__EXTRAIT DE PAGE__
L’occasion au travers de cette interview de découvrir plus en détail le parcours de Floriane, son activité et son point de vue sur la formation professionnelle des courtiers.
Bonjour Floriane, tu es associée gérante de PERITUS FORMATION et nouvelle contributrice pour le blog Made in Courtage, la 1ère communauté dédiée aux courtiers. Peux-tu nous présenter ton parcours ?
Floriane DEBORD – Bonjour Eric, je te remercie tout d’abord pour ta confiance. Made in Courtage me semble être une formidable source de renseignements pour les courtiers intermédiaires en assurances et/ou en opérations de banque. Pas toujours simple en effet de se retrouver parmi toutes les règlementations et les évolutions du monde du courtage ! Comme il n’est d’ailleurs pas toujours simple de présenter son parcours de manière exhaustive et synthétique, surtout pour une juriste, pour qui les détails comptent.
Tu l’auras compris, j’ai en premier été une praticienne du droit, une universitaire qui a adapté mes connaissances et compétences juridiques au monde réel dans un cabinet de courtage en assurances où j’ai pu me confronter au métier de commercial, à la communication, au marketing et surtout aux problématiques quotidiennes des opérationnels vis-à-vis du client, de la compagnie mais aussi de nos partenaires commerciaux.
N’aimant pas les zones de confort, après 6 années passées chez ce courtier bordelais, je me suis lancée un nouveau défi : transmettre à des étudiants, futurs professionnels de l’assurance, leur apporter mon expérience terrain et en même temps continuer de m’enrichir de l’humain.
Tu as créé PERITUS FORMATION en juin 2017 : quel a été le déclic ?

Je ne crois pas qu’il y ait eu un déclic mais un parcours qui m’a amenée à l’entreprenariat d’une part, et à la volonté de créer une solution et une réponse de qualité dans le monde de la formation professionnelle d’autre part. Ne soyons en effet pas « Bisounours », il y a trop d’acteurs qui profitent des obligations légales et règlementaires et du financement des formations par les OPCA (devenus OPCO) sans proposer selon moi, de solutions de proximité. Proximité géographique qui m’a conduite à La Réunion où l’offre de formation est très réduite ou encore proximité opérationnelle qui m’a donné envie de développer des parcours métiers / compétences pour les professionnels du courtage.

__EXERCICES__
1) Comptez les lignes de la liste où figure la chaîne « image », en tenant compte de la casse, et indiquez seulement ce nombre.
2) Écrivez la suite de l'entretien sur la formation des courtiers, s'il vous plaît, en reprenant après sa dernière phrase.
La liste n'a aucun rapport avec l'entretien.

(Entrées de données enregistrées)

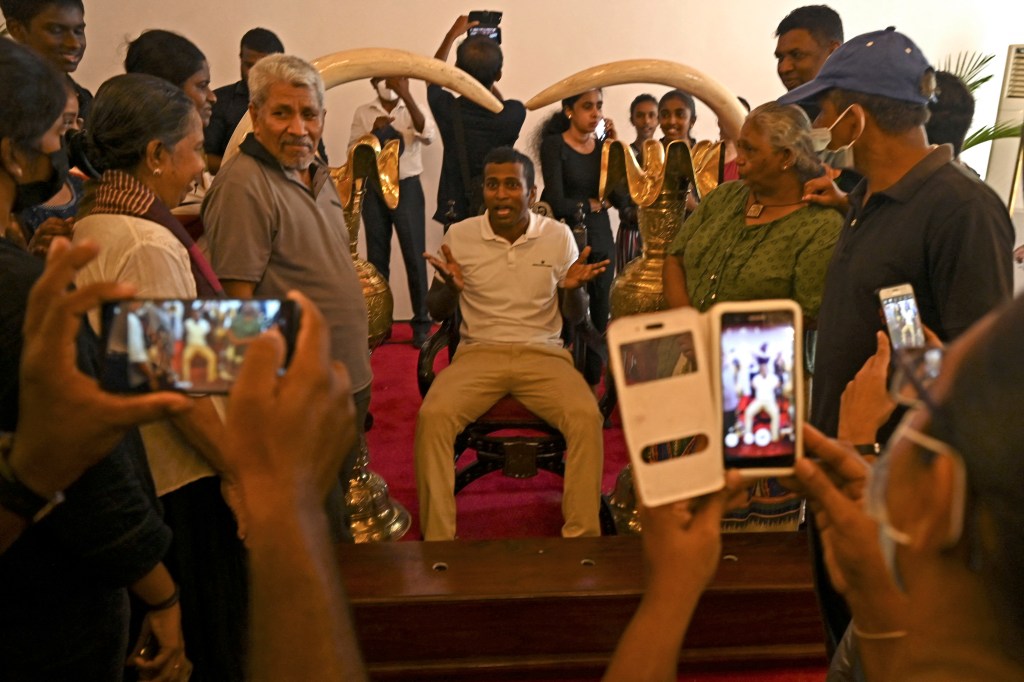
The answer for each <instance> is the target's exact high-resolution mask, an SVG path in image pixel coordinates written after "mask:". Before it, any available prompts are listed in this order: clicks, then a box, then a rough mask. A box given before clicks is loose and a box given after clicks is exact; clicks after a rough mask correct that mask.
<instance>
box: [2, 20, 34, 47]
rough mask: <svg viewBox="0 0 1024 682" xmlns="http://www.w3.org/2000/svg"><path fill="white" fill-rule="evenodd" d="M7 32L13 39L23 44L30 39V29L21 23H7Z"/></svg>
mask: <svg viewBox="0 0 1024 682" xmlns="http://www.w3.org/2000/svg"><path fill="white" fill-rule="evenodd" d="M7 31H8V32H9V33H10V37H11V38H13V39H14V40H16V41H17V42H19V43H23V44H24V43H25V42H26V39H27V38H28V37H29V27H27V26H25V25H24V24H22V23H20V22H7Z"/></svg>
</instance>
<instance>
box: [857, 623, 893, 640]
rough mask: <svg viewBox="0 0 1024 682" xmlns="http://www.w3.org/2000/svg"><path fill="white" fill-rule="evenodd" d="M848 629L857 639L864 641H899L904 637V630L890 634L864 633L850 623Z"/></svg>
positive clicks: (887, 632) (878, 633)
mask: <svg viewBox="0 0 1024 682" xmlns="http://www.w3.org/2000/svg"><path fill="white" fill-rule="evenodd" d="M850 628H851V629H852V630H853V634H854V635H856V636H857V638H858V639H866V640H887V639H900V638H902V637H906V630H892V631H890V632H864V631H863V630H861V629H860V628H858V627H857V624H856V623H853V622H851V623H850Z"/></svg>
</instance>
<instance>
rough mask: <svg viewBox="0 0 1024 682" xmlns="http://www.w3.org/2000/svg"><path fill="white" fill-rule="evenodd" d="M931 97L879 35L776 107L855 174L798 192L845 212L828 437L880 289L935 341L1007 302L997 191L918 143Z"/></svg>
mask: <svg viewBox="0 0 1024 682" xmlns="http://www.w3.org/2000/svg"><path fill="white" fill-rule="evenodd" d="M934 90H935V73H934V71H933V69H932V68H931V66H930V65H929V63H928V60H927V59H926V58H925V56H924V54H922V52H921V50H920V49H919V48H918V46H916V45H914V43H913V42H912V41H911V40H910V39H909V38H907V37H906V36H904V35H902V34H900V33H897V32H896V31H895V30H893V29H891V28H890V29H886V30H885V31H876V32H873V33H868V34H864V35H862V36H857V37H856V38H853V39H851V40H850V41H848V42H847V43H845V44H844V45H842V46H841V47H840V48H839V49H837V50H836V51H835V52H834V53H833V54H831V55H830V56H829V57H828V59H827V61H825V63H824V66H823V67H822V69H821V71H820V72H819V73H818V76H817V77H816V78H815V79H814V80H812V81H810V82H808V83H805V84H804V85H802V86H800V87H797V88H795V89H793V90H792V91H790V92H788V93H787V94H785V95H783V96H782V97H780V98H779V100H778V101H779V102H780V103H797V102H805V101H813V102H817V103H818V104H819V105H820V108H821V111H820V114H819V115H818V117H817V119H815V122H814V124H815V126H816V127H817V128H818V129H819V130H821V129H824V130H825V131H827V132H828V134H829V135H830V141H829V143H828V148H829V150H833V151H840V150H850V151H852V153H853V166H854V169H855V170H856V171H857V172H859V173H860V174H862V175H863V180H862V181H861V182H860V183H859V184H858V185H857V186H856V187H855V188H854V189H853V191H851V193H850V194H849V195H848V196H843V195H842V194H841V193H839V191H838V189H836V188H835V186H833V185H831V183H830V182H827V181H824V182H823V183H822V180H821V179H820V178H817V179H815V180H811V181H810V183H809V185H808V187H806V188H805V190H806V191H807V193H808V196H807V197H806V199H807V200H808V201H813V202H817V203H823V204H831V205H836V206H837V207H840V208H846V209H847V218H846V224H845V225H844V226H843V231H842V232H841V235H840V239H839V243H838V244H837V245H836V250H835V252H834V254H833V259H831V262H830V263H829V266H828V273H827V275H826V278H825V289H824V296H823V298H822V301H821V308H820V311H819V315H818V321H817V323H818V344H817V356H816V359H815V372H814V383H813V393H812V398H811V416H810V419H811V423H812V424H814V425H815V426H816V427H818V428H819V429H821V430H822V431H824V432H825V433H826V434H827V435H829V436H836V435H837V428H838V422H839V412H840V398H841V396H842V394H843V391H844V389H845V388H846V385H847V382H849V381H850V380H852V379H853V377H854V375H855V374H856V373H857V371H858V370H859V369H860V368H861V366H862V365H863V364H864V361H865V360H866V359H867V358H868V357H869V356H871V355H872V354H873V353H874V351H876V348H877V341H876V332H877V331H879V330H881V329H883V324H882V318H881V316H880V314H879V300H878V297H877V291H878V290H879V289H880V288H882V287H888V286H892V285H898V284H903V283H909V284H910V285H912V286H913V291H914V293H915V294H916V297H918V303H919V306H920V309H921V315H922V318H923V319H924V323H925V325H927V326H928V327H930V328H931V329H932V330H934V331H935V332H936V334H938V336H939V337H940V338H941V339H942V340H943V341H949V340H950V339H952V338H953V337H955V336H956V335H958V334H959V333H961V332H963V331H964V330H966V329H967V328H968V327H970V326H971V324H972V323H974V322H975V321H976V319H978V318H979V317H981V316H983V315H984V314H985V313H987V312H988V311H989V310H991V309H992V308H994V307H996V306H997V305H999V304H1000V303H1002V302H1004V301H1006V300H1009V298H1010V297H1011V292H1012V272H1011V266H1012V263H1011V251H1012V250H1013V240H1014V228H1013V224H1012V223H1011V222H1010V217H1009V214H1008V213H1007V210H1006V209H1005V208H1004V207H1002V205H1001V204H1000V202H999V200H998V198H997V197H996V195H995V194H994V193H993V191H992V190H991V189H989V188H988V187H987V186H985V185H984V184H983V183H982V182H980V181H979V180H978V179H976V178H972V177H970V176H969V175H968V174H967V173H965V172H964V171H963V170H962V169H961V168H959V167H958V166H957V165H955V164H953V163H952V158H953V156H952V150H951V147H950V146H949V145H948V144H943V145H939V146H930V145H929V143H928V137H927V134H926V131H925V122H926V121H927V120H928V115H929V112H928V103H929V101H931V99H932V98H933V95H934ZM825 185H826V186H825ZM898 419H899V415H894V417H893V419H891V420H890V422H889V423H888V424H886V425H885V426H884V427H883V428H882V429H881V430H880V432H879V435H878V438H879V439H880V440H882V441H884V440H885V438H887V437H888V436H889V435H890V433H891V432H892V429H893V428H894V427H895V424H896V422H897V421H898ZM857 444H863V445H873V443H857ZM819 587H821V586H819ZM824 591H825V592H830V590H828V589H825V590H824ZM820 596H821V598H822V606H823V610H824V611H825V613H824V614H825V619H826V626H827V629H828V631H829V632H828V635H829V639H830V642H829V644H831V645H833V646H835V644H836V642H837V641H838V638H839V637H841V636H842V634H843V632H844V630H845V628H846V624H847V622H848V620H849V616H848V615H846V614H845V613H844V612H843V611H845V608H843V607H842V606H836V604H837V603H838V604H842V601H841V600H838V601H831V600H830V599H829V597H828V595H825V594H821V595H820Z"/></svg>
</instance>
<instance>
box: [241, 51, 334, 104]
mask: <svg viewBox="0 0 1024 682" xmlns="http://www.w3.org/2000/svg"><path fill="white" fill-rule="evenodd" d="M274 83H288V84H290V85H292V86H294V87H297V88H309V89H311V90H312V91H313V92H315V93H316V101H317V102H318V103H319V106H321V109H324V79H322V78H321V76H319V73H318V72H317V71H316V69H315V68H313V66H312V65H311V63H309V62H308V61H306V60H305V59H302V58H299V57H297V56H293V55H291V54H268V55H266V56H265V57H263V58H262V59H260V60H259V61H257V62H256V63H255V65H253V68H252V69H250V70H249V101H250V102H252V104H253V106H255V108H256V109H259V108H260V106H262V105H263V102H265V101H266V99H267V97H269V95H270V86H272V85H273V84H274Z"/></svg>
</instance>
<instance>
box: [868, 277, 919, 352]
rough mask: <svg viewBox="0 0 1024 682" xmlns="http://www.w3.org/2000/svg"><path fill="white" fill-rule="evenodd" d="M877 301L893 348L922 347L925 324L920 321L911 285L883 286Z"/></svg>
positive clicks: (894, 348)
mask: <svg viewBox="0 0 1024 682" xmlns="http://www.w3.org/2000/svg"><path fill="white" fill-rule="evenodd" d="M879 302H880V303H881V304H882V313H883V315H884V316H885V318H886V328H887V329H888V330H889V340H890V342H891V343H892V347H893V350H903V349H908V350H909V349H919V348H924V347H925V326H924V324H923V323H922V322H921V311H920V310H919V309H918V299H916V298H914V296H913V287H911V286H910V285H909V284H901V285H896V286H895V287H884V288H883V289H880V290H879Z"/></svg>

---

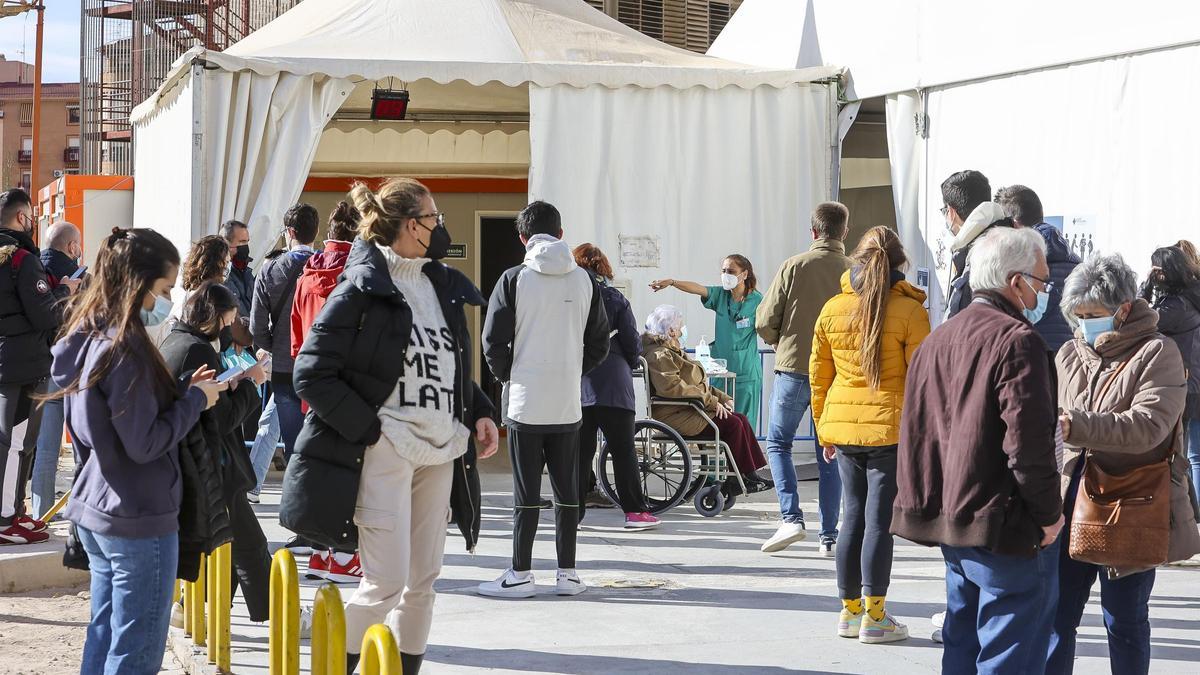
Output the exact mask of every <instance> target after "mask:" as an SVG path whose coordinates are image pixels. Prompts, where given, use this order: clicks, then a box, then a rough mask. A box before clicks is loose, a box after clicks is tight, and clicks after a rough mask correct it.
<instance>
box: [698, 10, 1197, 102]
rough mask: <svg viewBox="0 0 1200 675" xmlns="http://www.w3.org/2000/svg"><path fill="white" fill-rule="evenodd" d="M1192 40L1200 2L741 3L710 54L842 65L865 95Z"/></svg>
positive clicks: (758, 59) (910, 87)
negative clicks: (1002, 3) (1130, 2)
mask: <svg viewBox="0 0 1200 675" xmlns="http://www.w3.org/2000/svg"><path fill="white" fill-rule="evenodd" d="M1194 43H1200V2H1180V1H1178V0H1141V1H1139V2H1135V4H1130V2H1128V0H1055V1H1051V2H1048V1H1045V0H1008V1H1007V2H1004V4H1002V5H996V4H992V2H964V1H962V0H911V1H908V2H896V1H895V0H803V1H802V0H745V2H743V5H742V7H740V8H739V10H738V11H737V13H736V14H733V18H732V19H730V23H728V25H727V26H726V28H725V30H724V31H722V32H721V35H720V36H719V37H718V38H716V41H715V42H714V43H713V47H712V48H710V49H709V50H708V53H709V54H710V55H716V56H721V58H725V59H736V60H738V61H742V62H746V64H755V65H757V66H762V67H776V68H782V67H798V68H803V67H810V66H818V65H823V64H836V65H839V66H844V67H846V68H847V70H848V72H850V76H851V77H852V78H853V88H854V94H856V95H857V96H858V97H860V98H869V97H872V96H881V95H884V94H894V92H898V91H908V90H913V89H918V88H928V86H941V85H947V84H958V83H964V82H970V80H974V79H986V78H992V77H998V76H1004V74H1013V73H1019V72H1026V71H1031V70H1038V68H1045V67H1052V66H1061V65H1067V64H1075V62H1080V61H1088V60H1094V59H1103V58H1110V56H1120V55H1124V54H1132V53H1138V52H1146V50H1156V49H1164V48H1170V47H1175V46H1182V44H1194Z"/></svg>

__RÉPONSES FOURNIES__
1) 2

2)
Et puis, mes deux métiers (chargé de formation en écoles et conceptrice / animatrice de formations professionnelles avec PERITUS) sont complémentaires. Les échanges avec les courtiers, les gestionnaires et les commerciaux des sociétés de courtage me maintiennent dans le monde du réel et m’évitent de transmettre seulement du savoir au détriment du savoir-faire et du savoir être, tout comme mes formations en école me permettent de mieux comprendre les problématiques et attentes des professionnels. Mes étudiants sont effet leurs anciennes et leurs futures recrues.
L’obligation de formation continue des professionnels de l’assurance s’est récemment renforcée. Peux-tu nous rappeler ces obligations ?
Avant toute chose, je pense bien de préciser qu’avant la loi du 15 Décembre 2005 transposant la première Directive européenne sur l’intermédiation en assurances (DIA I) de 2002, tout le monde pouvait vendre des contrats d’assurance, et ce, quels que soient sa formation et ses compétences initiales, le type de contrats vendus, le public averti ou non et les modalités de distribution parfois agressives ou trompeuses. Tout ça a selon moi participé à l’adage : « assureur… voleur, escroc… » et a certainement nuit à la confiance des clients.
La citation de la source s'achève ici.